There is one question that Van Name leaves hanging, however: what about the Child of Pinkelponker who was supposed to be among the child soldiers of Tumani? Who was he? What were his special abilities? It seems odd that one of the primary reasons for Maggie's mission to Tumani should be ignored in the second half of the book, but I suspect that we will be introduced to the child in question in a later novel. And at any rate, the drama that unfolds at the former rebel camp as the traumatized children struggle - and sometimes fail - to adjust to their new circumstances is compelling enough that I am largely able to ignore any dangling threads.

Directions for this task => Reproduce the book review word for word, beginning at "There is one" and stopping after "any dangling threads.".

Stored items =>

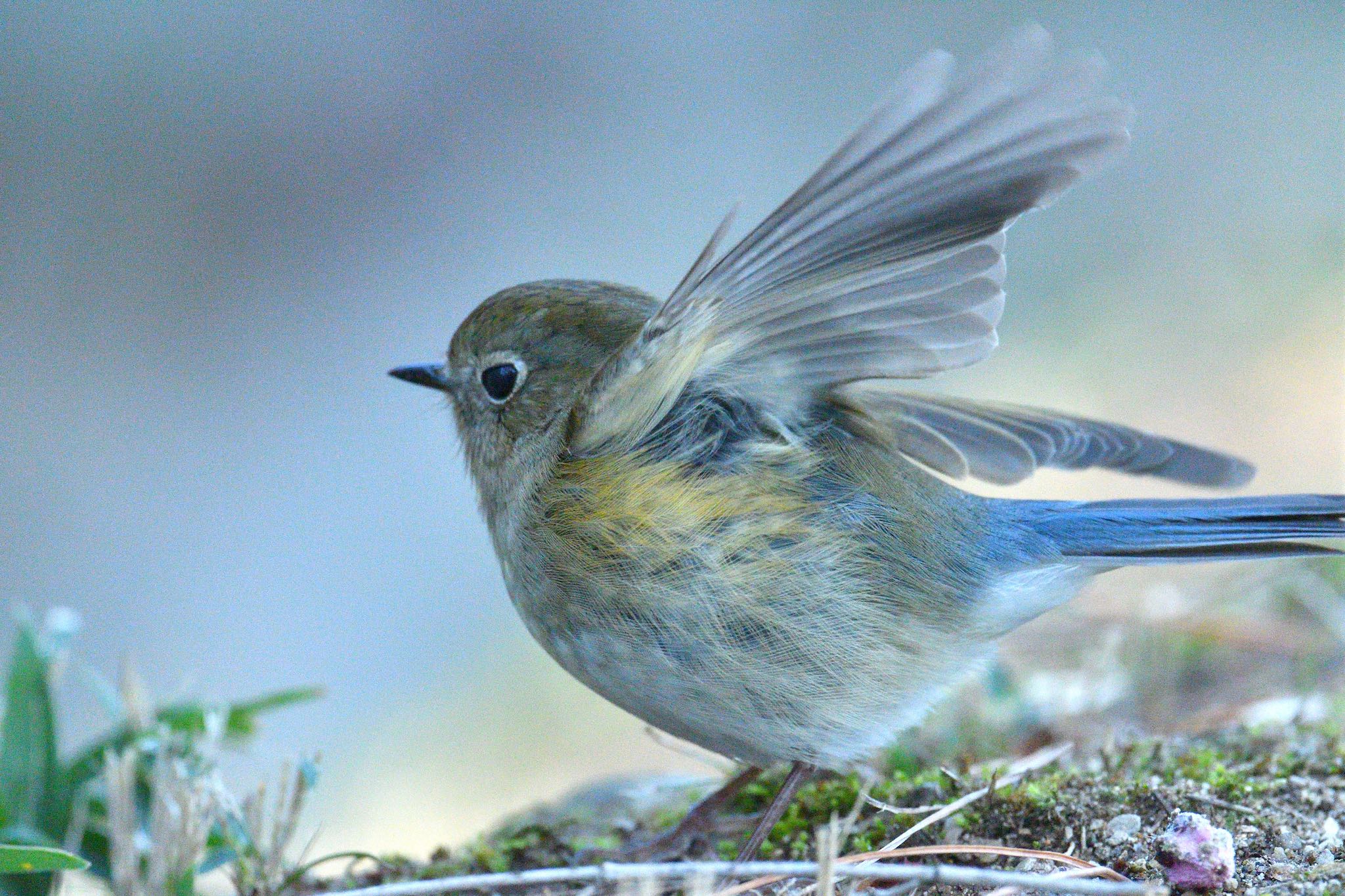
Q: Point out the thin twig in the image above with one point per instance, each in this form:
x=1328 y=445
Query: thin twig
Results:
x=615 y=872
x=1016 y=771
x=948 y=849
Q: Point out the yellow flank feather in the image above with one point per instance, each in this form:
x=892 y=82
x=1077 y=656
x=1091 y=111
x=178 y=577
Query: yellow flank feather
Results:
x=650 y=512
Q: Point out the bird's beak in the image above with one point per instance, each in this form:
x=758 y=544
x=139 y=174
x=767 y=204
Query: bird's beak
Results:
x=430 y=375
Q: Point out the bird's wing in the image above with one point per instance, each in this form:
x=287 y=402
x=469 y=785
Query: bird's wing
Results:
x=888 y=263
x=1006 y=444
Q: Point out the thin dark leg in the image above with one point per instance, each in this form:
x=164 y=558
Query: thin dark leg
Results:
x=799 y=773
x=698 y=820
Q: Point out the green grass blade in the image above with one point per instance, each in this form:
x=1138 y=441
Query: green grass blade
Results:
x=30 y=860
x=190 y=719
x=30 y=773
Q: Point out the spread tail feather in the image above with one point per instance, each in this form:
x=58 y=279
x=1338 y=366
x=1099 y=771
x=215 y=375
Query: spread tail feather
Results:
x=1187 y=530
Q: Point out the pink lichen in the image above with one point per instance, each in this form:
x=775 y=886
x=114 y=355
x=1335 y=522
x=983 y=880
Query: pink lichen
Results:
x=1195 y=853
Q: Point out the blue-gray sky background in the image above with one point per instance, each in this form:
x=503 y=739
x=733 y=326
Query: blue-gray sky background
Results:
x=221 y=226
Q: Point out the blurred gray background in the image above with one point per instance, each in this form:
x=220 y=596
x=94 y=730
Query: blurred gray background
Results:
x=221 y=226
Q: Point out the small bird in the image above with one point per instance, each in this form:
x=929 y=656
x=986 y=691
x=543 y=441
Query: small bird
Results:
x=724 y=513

--

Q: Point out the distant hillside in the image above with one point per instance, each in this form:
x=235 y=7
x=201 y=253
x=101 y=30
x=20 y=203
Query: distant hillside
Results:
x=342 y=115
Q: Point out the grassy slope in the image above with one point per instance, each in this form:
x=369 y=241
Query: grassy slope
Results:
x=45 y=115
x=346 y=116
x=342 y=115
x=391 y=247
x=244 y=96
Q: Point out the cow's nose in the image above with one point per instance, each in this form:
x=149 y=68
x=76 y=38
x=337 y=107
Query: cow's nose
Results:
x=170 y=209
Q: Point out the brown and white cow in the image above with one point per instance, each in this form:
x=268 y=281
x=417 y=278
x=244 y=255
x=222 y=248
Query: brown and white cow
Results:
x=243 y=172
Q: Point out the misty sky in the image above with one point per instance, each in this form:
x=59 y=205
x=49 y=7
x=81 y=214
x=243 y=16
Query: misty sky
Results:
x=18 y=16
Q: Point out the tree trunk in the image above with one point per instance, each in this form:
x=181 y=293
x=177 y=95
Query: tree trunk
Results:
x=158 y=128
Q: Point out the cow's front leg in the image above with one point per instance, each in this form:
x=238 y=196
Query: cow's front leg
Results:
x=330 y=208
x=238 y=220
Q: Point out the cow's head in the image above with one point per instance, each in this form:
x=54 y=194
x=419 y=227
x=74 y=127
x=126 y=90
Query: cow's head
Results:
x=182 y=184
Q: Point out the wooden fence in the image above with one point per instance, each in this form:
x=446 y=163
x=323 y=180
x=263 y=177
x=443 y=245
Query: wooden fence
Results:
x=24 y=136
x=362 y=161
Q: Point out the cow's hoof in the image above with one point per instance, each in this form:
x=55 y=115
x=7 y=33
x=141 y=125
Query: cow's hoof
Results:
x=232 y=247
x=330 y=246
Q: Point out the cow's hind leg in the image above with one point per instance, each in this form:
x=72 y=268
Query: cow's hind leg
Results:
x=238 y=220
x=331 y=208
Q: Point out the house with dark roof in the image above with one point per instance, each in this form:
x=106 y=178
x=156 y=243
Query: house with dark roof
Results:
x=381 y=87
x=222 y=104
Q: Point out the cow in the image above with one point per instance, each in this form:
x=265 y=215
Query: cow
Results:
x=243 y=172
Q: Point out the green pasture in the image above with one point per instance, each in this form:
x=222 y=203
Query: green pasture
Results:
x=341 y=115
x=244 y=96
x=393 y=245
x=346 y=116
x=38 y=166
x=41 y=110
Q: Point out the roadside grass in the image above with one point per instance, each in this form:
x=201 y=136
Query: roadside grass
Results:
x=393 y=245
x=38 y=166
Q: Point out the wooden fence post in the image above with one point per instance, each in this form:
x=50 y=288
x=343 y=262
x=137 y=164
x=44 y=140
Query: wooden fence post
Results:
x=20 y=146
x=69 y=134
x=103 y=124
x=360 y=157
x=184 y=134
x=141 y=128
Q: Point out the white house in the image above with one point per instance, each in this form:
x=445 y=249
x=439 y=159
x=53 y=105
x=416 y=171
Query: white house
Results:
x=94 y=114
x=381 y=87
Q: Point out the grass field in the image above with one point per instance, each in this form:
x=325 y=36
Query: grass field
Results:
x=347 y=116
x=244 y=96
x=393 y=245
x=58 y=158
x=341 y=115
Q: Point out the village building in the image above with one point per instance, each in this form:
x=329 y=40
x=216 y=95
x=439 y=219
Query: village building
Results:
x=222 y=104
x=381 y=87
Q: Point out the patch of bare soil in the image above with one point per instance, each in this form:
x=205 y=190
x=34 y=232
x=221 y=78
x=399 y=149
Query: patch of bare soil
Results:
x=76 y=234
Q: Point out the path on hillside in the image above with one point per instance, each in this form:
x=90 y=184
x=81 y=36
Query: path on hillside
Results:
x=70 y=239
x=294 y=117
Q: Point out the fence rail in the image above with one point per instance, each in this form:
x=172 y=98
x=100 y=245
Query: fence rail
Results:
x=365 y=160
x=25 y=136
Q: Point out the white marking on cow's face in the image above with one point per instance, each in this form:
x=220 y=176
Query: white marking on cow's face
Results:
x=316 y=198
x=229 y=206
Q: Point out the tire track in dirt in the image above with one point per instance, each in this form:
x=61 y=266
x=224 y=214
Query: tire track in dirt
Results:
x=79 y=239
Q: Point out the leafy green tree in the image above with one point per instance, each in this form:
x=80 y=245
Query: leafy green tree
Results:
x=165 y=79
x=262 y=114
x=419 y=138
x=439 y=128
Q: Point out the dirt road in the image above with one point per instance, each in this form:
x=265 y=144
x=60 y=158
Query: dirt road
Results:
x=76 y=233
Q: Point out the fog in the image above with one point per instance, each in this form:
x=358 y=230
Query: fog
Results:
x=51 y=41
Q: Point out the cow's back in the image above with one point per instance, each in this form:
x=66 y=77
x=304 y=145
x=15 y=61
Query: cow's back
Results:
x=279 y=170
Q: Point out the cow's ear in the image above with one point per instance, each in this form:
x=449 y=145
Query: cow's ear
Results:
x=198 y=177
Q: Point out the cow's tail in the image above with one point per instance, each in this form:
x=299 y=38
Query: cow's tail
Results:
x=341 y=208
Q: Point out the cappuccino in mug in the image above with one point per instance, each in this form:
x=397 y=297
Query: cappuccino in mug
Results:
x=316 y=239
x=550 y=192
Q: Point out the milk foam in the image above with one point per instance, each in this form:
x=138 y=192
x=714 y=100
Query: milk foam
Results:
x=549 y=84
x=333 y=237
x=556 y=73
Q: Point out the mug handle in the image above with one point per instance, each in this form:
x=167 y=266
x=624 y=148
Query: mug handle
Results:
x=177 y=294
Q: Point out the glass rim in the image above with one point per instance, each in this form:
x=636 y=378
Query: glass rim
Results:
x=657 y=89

---

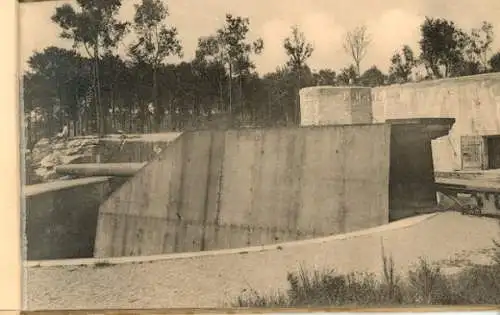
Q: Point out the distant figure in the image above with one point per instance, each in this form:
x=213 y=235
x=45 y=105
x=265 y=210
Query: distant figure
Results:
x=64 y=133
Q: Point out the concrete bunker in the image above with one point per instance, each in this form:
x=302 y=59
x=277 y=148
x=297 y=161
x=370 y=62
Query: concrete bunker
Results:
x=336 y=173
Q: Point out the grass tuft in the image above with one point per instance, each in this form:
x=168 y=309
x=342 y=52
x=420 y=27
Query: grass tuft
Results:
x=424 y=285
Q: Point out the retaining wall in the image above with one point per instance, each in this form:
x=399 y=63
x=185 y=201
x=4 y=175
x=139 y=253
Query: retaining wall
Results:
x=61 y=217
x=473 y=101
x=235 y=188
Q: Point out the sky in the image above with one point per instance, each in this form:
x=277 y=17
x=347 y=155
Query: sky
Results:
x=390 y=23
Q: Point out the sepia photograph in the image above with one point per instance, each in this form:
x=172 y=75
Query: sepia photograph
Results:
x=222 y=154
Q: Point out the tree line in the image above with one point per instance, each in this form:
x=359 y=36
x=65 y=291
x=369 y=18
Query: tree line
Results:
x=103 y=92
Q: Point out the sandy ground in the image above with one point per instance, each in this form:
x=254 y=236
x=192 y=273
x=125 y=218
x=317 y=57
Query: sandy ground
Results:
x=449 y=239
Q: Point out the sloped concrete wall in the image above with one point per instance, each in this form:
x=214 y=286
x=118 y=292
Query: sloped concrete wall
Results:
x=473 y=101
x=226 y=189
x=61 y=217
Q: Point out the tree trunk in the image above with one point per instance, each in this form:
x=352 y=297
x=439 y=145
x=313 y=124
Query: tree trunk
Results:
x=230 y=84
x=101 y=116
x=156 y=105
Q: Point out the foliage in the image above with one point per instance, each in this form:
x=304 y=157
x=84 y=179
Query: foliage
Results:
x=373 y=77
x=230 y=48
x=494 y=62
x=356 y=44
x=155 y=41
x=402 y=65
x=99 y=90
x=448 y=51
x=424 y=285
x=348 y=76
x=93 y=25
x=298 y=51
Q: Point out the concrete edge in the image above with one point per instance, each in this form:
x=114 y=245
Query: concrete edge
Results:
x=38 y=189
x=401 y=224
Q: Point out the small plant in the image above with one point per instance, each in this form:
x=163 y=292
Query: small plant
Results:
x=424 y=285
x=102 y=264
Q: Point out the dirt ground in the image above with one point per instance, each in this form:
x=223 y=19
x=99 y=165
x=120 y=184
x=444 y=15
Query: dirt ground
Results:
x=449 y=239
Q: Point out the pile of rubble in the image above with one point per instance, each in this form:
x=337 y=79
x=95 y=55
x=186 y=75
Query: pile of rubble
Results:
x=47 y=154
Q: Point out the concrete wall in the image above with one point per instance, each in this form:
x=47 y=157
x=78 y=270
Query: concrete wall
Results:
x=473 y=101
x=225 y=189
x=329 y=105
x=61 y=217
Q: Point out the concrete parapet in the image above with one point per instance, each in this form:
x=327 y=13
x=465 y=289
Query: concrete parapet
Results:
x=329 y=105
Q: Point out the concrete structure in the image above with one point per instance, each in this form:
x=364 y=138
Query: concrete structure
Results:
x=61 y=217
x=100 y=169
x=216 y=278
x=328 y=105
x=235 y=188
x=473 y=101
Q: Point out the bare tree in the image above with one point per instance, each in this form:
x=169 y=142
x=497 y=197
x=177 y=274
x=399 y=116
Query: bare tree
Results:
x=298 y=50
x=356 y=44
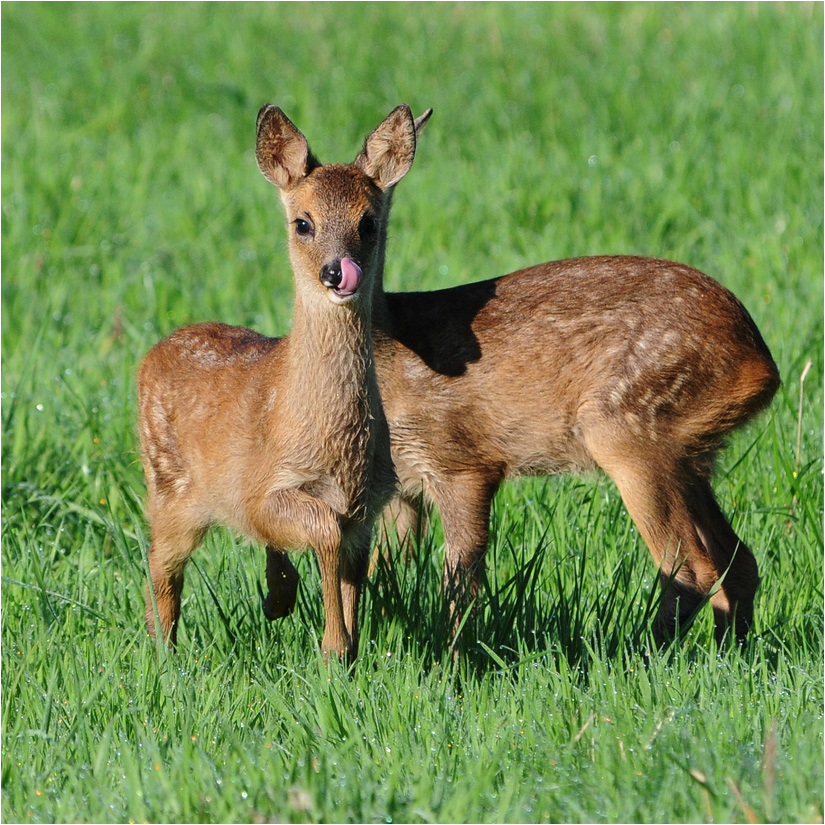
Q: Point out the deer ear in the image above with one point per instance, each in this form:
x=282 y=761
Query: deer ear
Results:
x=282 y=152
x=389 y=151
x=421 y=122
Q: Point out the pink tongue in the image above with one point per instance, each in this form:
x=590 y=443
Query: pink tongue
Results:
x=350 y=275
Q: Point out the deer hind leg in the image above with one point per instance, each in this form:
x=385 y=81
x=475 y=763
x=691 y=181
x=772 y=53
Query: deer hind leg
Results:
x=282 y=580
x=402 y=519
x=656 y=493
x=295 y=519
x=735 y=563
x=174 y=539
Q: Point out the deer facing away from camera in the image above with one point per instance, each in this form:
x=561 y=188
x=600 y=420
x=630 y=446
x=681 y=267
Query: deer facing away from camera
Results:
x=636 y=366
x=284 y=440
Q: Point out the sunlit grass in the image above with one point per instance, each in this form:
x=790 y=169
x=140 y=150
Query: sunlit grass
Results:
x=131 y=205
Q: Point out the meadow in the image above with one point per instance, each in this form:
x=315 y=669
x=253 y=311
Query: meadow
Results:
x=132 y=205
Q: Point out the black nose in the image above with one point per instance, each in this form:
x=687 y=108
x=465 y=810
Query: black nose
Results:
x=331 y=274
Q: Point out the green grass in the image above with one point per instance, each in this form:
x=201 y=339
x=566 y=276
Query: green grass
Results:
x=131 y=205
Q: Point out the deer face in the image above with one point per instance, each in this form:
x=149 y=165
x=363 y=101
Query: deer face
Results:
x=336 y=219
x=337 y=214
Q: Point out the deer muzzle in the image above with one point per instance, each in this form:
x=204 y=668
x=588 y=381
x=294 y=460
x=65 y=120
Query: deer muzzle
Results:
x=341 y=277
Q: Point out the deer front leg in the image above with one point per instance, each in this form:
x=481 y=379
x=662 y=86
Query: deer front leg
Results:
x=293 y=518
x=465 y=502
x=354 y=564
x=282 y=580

Problem solution =>
There is one question that Van Name leaves hanging, however: what about the Child of Pinkelponker who was supposed to be among the child soldiers of Tumani? Who was he? What were his special abilities? It seems odd that one of the primary reasons for Maggie's mission to Tumani should be ignored in the second half of the book, but I suspect that we will be introduced to the child in question in a later novel. And at any rate, the drama that unfolds at the former rebel camp as the traumatized children struggle - and sometimes fail - to adjust to their new circumstances is compelling enough that I am largely able to ignore any dangling threads.